__Short problem__
Select every line of the entries below that contains the word "lantern", and copy each one. Case counts.

── Data in this exercise ──

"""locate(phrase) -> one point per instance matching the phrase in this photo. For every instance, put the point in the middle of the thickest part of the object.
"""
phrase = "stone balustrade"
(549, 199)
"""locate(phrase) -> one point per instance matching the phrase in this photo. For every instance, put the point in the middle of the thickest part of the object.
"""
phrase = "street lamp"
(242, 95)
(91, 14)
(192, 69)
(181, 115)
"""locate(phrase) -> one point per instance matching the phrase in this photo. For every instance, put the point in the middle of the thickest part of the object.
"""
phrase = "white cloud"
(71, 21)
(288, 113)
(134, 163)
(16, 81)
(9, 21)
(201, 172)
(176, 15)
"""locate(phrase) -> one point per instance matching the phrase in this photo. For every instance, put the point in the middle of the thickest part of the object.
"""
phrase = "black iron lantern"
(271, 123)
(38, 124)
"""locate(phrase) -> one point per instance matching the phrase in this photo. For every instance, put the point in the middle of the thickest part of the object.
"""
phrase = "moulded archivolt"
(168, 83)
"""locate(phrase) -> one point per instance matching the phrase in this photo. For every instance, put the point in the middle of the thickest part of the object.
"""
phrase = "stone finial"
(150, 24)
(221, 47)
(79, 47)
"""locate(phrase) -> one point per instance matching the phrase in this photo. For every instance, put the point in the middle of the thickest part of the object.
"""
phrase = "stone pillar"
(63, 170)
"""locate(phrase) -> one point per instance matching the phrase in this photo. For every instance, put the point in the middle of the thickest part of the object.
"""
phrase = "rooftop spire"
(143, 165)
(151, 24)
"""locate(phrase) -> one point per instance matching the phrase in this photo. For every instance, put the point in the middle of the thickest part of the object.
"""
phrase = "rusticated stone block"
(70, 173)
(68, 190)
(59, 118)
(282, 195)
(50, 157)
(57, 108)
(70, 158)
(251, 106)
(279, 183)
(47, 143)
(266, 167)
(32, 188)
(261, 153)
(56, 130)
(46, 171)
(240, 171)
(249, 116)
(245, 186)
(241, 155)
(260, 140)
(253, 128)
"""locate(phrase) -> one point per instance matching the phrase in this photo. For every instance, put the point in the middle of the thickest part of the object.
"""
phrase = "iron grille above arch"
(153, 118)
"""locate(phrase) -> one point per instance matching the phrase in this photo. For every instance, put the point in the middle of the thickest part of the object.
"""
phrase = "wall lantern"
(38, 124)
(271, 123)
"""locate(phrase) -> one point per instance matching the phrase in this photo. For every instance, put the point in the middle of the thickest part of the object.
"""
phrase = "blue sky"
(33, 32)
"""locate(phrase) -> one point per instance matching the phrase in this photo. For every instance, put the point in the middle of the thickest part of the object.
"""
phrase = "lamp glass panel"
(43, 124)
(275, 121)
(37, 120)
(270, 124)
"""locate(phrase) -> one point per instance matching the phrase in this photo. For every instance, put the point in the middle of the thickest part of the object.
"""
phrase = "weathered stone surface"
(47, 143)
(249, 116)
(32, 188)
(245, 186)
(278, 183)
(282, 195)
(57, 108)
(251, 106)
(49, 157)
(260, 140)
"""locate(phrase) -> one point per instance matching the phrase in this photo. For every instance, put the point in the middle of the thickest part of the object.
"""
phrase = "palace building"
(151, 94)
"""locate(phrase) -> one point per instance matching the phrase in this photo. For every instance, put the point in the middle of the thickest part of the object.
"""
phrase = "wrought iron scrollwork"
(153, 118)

───

__Task result__
phrase = "black iron lantern"
phrase = "wall lantern"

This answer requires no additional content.